* **What is needed**
Transcribe all records verbatim.

* **Items from a dataset**
- - - - - - -
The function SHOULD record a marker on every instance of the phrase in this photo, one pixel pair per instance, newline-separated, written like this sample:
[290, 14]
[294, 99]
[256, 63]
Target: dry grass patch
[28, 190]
- - - - - - -
* **Written solution**
The function SHOULD record a marker on every instance of the phrase in this photo, one pixel pair per instance, newline-separated, written like this sample:
[290, 14]
[294, 99]
[256, 63]
Target: dry grass patch
[28, 190]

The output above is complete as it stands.